Problem to work on: Leave out the pictures and return every entry exactly as it appears.
▼
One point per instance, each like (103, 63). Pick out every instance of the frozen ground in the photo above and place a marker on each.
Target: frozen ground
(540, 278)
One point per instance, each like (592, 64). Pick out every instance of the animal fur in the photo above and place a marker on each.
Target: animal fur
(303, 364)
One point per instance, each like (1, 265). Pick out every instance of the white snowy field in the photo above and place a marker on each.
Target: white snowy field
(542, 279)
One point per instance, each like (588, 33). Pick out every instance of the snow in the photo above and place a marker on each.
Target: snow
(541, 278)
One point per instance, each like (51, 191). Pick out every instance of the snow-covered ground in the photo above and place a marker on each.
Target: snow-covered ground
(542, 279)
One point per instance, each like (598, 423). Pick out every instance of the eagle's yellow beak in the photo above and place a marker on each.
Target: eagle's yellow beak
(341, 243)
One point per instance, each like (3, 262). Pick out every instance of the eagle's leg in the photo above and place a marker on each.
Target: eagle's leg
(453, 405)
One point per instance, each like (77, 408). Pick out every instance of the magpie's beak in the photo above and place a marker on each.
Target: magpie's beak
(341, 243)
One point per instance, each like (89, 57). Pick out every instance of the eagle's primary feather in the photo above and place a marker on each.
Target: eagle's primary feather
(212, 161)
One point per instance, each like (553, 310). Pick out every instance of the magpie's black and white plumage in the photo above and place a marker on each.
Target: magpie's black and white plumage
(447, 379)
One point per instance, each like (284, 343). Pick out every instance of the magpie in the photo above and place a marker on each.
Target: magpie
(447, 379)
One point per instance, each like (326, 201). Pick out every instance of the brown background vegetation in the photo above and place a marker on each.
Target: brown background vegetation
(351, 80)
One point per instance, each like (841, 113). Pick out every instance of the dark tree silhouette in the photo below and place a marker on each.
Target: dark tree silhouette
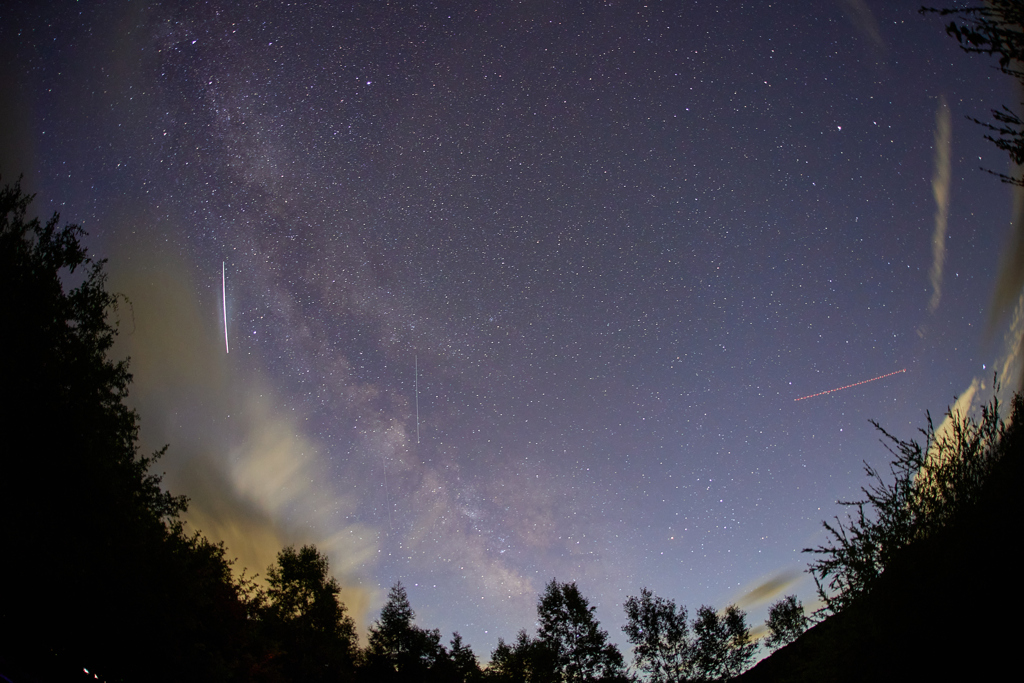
(459, 664)
(932, 485)
(306, 620)
(995, 29)
(722, 644)
(525, 660)
(397, 649)
(659, 635)
(785, 622)
(568, 629)
(104, 575)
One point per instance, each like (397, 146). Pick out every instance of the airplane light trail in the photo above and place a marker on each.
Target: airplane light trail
(223, 299)
(880, 377)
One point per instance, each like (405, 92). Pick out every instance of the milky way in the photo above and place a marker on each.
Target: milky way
(522, 290)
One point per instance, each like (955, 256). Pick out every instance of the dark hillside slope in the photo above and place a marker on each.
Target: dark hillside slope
(948, 608)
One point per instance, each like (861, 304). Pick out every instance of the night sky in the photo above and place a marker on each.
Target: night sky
(598, 248)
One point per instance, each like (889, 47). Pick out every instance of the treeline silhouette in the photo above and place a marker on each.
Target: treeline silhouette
(101, 582)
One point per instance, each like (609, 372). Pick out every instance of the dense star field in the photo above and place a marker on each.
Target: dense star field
(516, 291)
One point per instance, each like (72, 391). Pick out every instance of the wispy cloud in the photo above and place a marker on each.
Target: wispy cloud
(256, 481)
(860, 15)
(768, 589)
(940, 190)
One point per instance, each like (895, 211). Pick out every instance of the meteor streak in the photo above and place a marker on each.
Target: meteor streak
(223, 299)
(880, 377)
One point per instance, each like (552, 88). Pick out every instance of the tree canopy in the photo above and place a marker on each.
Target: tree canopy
(785, 622)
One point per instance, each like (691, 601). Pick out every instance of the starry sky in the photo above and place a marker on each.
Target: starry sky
(522, 290)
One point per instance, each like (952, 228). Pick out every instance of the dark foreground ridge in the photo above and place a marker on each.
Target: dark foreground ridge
(945, 609)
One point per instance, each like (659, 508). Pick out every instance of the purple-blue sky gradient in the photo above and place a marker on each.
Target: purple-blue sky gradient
(619, 240)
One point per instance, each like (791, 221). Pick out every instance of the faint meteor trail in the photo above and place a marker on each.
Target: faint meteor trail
(223, 299)
(873, 379)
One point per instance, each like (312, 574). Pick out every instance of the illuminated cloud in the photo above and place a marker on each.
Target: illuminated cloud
(860, 15)
(940, 190)
(768, 589)
(1009, 293)
(255, 480)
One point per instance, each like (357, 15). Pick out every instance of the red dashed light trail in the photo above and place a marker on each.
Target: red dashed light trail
(873, 379)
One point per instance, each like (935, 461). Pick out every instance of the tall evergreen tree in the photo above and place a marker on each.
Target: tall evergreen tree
(659, 635)
(306, 619)
(98, 571)
(568, 628)
(397, 649)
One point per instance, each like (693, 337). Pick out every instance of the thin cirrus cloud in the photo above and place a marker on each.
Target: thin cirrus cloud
(940, 190)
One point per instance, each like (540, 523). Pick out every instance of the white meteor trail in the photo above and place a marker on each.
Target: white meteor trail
(223, 299)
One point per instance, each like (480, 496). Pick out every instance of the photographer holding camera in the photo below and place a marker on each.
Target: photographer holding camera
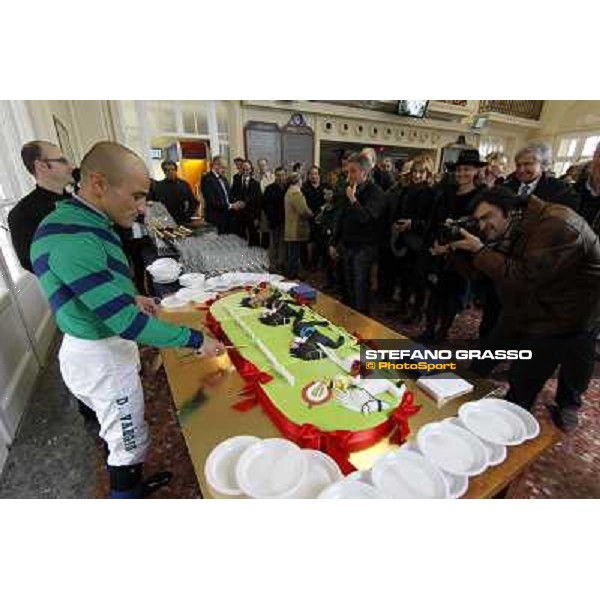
(447, 287)
(544, 260)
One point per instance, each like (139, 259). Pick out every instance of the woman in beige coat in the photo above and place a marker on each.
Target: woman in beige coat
(297, 227)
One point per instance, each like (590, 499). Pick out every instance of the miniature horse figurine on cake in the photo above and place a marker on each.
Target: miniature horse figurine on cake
(308, 338)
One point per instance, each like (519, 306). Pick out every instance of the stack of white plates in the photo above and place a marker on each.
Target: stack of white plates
(192, 280)
(272, 468)
(173, 302)
(408, 474)
(350, 489)
(457, 484)
(322, 472)
(498, 421)
(222, 462)
(496, 454)
(453, 449)
(245, 466)
(164, 270)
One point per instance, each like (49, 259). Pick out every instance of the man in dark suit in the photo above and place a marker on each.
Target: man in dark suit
(219, 208)
(239, 163)
(175, 194)
(246, 191)
(531, 177)
(52, 172)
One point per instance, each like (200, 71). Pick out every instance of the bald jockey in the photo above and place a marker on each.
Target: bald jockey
(82, 269)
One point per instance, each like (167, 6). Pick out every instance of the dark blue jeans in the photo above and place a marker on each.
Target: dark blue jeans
(358, 261)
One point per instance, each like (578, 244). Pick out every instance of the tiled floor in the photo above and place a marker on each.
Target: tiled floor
(53, 456)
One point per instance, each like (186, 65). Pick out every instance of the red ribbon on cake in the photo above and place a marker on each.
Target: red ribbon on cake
(400, 416)
(337, 444)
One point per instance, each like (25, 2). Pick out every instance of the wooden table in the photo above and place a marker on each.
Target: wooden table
(213, 420)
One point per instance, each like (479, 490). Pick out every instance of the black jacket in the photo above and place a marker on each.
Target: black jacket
(315, 197)
(361, 223)
(273, 205)
(25, 217)
(416, 203)
(549, 189)
(249, 194)
(178, 198)
(383, 179)
(216, 199)
(589, 207)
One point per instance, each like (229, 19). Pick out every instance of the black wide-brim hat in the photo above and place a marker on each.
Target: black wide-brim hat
(469, 157)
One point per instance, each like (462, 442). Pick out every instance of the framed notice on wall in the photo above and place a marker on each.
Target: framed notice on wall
(263, 140)
(64, 141)
(297, 141)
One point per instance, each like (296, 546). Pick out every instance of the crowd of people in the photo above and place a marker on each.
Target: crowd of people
(523, 246)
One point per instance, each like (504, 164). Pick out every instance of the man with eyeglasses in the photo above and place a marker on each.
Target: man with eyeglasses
(52, 172)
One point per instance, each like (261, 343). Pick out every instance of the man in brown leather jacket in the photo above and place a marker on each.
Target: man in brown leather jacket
(544, 260)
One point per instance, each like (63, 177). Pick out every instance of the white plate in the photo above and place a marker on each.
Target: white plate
(362, 476)
(220, 465)
(532, 427)
(452, 449)
(457, 484)
(495, 452)
(173, 302)
(322, 472)
(185, 294)
(492, 423)
(273, 468)
(408, 474)
(195, 295)
(192, 280)
(348, 489)
(202, 297)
▲
Complete response:
One point per instance, each like (103, 63). Pick out every instance of the frozen ground in the photo above and place a marker on each.
Target: frozen ground
(540, 278)
One point per instance, each like (592, 64). Pick out every instance of the animal fur in the photo above and place a marker on each.
Target: animal fur
(303, 364)
One point per instance, each like (1, 265). Pick out every instance of the white snowy field in the photo above and place a marker on each.
Target: white snowy field
(542, 279)
One point per instance, each like (588, 33). Pick out every instance of the snow in the photo above and place a marker on each.
Target: snow
(541, 278)
One point per instance, each like (51, 191). Pick out every instance of the snow-covered ground in the photo above and place a marker on each.
Target: snow-covered ground
(542, 279)
One point per instance, each like (598, 423). Pick out every instance of the eagle's yellow beak in the photo above and place a marker on each.
Target: eagle's yellow beak
(341, 243)
One point per instance, each like (3, 262). Pick out every instance of the eagle's leg in the photo above and place a marker on each.
Target: eagle's leg
(453, 405)
One point per instance, each like (77, 408). Pick out every instance of the magpie's beak in the photo above and place a marker on each.
Target: magpie's beak
(341, 243)
One point per instance, each like (89, 57). Pick out every instance of the eagle's primary feather in the photo above and place a marker on each.
Target: eagle's primary feather
(212, 161)
One point per instance, each like (553, 310). Pick out every instance of the magpie's black and white plumage in the photo above and place a marker on each.
Target: magpie's black and white plumage
(447, 379)
One point per instance, each like (284, 343). Pick out every instance of the magpie in the photo above and place a marker on each.
Target: magpie
(447, 379)
One point per instance, each like (326, 201). Pick out every instance of the brown background vegetation in the photo above and place a marker on each.
Target: brown background vegetation
(351, 80)
One point per instance, each like (841, 113). Pick out every instance of the dark tree silhouette in the photo below and place a marker on each.
Target: dark tree silhouette
(459, 664)
(932, 485)
(306, 620)
(995, 29)
(722, 644)
(525, 660)
(397, 649)
(659, 635)
(785, 622)
(568, 629)
(104, 575)
One point per instance, each like (397, 146). Pick out every instance of the airplane light trail in the photo above and place a marker on each.
Target: airplane light trail
(223, 299)
(880, 377)
One point per instance, each like (405, 92). Pick out every instance of the milky way in the photo above and place a marker on each.
Target: milky way
(522, 290)
One point per instance, each like (955, 256). Pick out every instance of the dark hillside slope in the photo above and place a marker on each.
Target: dark hillside slope
(948, 608)
One point per instance, each like (861, 304). Pick out every instance of the night sky in the photo above and place a marker on each.
Target: night sky
(598, 248)
One point per instance, each like (889, 47). Pick out every instance of the treeline silhouette in the photo above and place a marker on each.
Target: treeline silhouette
(101, 582)
One point per instance, each like (609, 372). Pick out every instance of the dense star field in the photo above and place a marker on each.
Target: dense star field
(516, 291)
One point per instance, each like (72, 391). Pick out every instance of the wispy cloud in the photo above and place a marker on each.
Target: wispy cloud
(256, 481)
(860, 15)
(768, 589)
(940, 190)
One point per instance, each like (895, 211). Pick out every instance of the meteor streak in the photo above and place a marker on each.
Target: meteor streak
(223, 299)
(880, 377)
One point per instance, each like (552, 88). Pick out every instance of the tree canopy in the photo above and place a marker on each.
Target: tree canopy
(785, 622)
One point per instance, each like (691, 601). Pick out every instance of the starry sky in the photo above and place a marker on each.
Target: starry sky
(522, 290)
One point per instance, each like (952, 228). Pick out every instance of the dark foreground ridge in the photo above and place a marker on each.
Target: dark foreground ridge
(945, 609)
One point per instance, each like (659, 508). Pick out every instance of the purple-blue sky gradient in the photo above and place a marker on each.
Target: purple-blue sky gradient
(619, 240)
One point per instance, each like (791, 221). Pick out every instance of the faint meteor trail in the photo above and place a marker on each.
Target: faint meteor trail
(223, 299)
(873, 379)
One point per instance, each like (312, 574). Pick out every instance of the illuminated cloud in the photo above and place a marker on each.
Target: illuminated cloud
(860, 15)
(940, 190)
(768, 589)
(1009, 293)
(255, 480)
One point per instance, each like (357, 15). Pick out every instance of the red dashed light trail in the photo above and place a marker on each.
Target: red dashed light trail
(873, 379)
One point per instance, each like (935, 461). Pick out every instance of the tall evergreen tree in the photo above and place a marker on each.
Target: tall evergreen tree
(659, 635)
(306, 619)
(98, 571)
(568, 628)
(397, 649)
One point per instance, each like (693, 337). Pick out every instance of the thin cirrus cloud in the photo above and place a marker on each.
Target: thin cirrus cloud
(940, 190)
One point per instance, each like (540, 523). Pick out every instance of the white meteor trail in the photo above and place a marker on each.
Target: white meteor trail
(223, 299)
One point per instance, each like (480, 496). Pick out every instance of the photographer holding camera in the photo below and place a marker on each.
Target: photographer holding camera
(447, 287)
(544, 260)
One point per instance, each like (139, 259). Pick out every instance of the woman in beige coat in the photo above and place a marker on each.
Target: woman in beige coat
(297, 227)
One point per instance, each like (590, 499). Pick out every instance of the miniature horse figurine on cake in the photo above and place a marker on each.
Target: miniature horse figurine on cake
(308, 338)
One point per instance, each like (519, 306). Pick out every instance of the stack of white plates in the photo above and place a marker on each.
Target: stack of white plates
(192, 280)
(272, 468)
(173, 302)
(408, 474)
(350, 489)
(457, 484)
(322, 472)
(498, 421)
(222, 462)
(496, 454)
(453, 449)
(245, 466)
(164, 270)
One point per instance, each like (49, 259). Pick out every instance of the man in dark suit in the photo above and place a marker on each.
Target: man in dark suit
(219, 208)
(239, 163)
(175, 194)
(246, 191)
(531, 177)
(52, 172)
One point per instance, each like (200, 71). Pick out every instance of the bald jockey in the photo above and place a marker on each.
Target: bald jockey
(82, 269)
One point per instance, each like (167, 6). Pick out every instance of the dark blue jeans in the photo above and place a marker on each.
Target: dark blue jeans
(358, 261)
One point per instance, each like (578, 244). Pick out every instance of the tiled floor in the photo above and place a marker on each.
Target: tiled floor
(53, 456)
One point per instance, each like (186, 65). Pick out every instance of the red ribbon on cake in the photo above and place a marker on each.
Target: red ribbon on cake
(400, 416)
(337, 444)
One point per instance, each like (25, 2). Pick out every instance of the wooden table in the photo above and place a marker on each.
Target: wooden table
(213, 420)
One point per instance, each like (479, 490). Pick out every instance of the black jacket in the photo above and place a marker on each.
Target: black jacket
(315, 197)
(361, 223)
(273, 205)
(25, 217)
(416, 203)
(549, 189)
(249, 194)
(178, 198)
(383, 179)
(216, 199)
(589, 207)
One point per instance, each like (229, 19). Pick out every instance of the black wide-brim hat in the photo above and place a marker on each.
Target: black wide-brim hat
(469, 157)
One point per instance, each like (462, 442). Pick out every instance of the framed notice on wall in the photo above and place a marker on each.
Target: framed notice on wall
(263, 140)
(64, 141)
(297, 141)
One point per instance, each like (296, 546). Pick out every instance of the crowd of people in the photo above and place a marker on each.
Target: crowd of people
(523, 246)
One point per instance, each like (504, 164). Pick out every instance of the man with eyeglasses in the photo above and place a marker on each.
Target: man with eyeglasses
(52, 172)
One point per instance, each like (261, 343). Pick out every instance of the man in brown leather jacket in the photo above and place a marker on each.
Target: man in brown leather jacket
(544, 260)
One point per instance, each like (63, 177). Pick out every instance of the white plate in the photo above and place a marker on each.
Target: white plate
(362, 476)
(220, 465)
(532, 427)
(452, 449)
(457, 484)
(495, 452)
(173, 302)
(322, 472)
(185, 294)
(492, 423)
(273, 468)
(408, 474)
(195, 295)
(192, 280)
(348, 489)
(202, 297)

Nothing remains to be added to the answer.